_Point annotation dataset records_
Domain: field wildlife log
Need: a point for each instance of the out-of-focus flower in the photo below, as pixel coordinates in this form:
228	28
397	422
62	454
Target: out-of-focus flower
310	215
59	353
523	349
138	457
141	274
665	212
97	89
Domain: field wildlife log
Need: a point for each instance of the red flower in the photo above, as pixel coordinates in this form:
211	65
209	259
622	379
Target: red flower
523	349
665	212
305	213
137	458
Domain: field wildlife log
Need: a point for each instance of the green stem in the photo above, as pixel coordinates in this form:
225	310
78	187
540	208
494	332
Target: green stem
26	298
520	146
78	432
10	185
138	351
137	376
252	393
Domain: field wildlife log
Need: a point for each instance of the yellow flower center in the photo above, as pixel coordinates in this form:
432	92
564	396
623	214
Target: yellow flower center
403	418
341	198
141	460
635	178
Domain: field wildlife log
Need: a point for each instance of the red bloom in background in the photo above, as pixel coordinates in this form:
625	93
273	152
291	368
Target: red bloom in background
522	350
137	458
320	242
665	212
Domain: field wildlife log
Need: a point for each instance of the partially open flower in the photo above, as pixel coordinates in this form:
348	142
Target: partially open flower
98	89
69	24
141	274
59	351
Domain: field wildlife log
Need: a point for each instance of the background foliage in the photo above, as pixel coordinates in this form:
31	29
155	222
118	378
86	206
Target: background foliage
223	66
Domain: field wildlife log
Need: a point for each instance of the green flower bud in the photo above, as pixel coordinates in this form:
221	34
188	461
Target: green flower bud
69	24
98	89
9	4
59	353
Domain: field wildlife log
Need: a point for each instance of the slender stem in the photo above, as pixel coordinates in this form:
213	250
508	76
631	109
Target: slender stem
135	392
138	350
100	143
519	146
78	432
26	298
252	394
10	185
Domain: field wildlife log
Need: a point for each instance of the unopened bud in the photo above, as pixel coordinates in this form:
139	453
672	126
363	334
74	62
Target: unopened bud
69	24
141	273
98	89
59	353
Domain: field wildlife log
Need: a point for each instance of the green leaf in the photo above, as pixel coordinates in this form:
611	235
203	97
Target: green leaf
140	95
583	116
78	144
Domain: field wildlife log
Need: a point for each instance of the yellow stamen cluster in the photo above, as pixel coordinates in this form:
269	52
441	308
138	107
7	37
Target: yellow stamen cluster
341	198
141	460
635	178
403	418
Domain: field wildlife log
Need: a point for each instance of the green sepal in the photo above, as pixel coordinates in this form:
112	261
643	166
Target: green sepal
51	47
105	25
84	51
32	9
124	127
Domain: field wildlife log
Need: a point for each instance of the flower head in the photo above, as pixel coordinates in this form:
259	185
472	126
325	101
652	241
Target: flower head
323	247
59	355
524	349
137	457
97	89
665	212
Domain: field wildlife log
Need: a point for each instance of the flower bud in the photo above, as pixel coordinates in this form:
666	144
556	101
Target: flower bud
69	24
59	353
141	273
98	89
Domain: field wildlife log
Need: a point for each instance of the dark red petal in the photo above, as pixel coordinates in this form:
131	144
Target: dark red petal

_Exercise aim_
Quote all the records. Keep every word exact.

_Exercise answer_
Domain: field wildlife log
Need: a point for each instance of the out-of-focus flower in the photo below, as pixel coordinates in this form:
228	28
397	422
62	454
Target: out-of-focus flower
310	215
59	353
523	349
138	457
141	274
665	212
97	89
Domain: field wildlife log
Need: a point for each instance of the red flower in the photo above, as pixel coordinates in this form:
211	65
209	259
622	379
Target: red flower
523	349
665	212
305	213
137	458
Domain: field wildlife log
Need: a point for each instance of the green stem in the photo above, as pixel coordinates in this form:
225	310
78	187
540	208
494	332
Target: green stem
26	298
520	146
78	432
10	185
138	351
137	376
252	393
Domain: field wildlife log
Need: a point for each instance of the yellow flower center in the photo above, as pixel coordinates in this form:
432	92
564	396
623	214
Target: yellow flower center
403	418
341	198
141	460
635	178
Domain: field wildlife log
Need: a point for each instance of the red bloom in background in the photo above, as pixel coordinates in this form:
625	93
273	152
291	368
Target: red bloom in background
522	350
137	458
320	242
665	212
Domain: field wildlife log
Need: a point for each instance of the partially open flower in the photo above, as pixel coordinates in this form:
348	142
Target: partially open flower
98	89
69	24
141	274
59	351
Domain: field wildlife log
Need: a point for each instance of the background foliage in the photo above, as pixel coordinates in this form:
31	29
155	222
118	378
86	206
Target: background foliage
223	66
Domain: field wildlife log
Need: a point for each instance of the green flower bud in the photo above, as pixel coordinates in this form:
221	34
188	461
Target: green flower bud
69	24
98	89
9	4
59	353
Domain: field wildlife log
Need: a point for each instance of the slender stem in the photo above, as pixel coordinates in this form:
213	250
508	76
631	109
Target: slender stem
135	392
138	350
100	143
519	146
78	432
26	298
252	394
10	185
Domain: field wildlife log
Need: a point for each instance of the unopened bud in the photo above, as pixel coordinates in this form:
139	453
672	126
363	334
74	62
Target: unopened bud
69	24
141	273
98	89
59	353
Domain: field wildlife log
Need: a point for each instance of the green leaf in the photo above, as pixel coordinates in this form:
611	235
203	97
Target: green leaf
140	95
583	116
78	144
Domain: field wildlife log
Need: a point for each instance of the yellow stamen cluster in the photo above, as pixel coordinates in this form:
269	52
441	308
138	107
7	37
Target: yellow stamen cluster
341	198
141	460
635	178
403	418
Domain: field wildlife log
Need: a point for each instance of the green sepal in the photo above, as pixel coordinates in this form:
112	261
643	166
Target: green sepal
51	47
105	25
84	51
32	9
124	127
Domain: field wildlife log
Need: a point for each instance of the flower head in the photo above, as pixel coordinates in this form:
259	185
472	126
325	101
652	241
Target: flower head
323	247
59	355
524	349
137	457
97	89
665	212
Domain: field wildlife log
Need: a point for each instance of the flower bud in the photo above, as pixel coordinates in this form:
666	144
556	101
Target: flower bud
69	24
59	353
141	273
98	89
Domain: field wildlife log
Need: a point for each instance of the dark red petal in the photo above, as pixel coordinates in this form:
131	144
Target: dark red petal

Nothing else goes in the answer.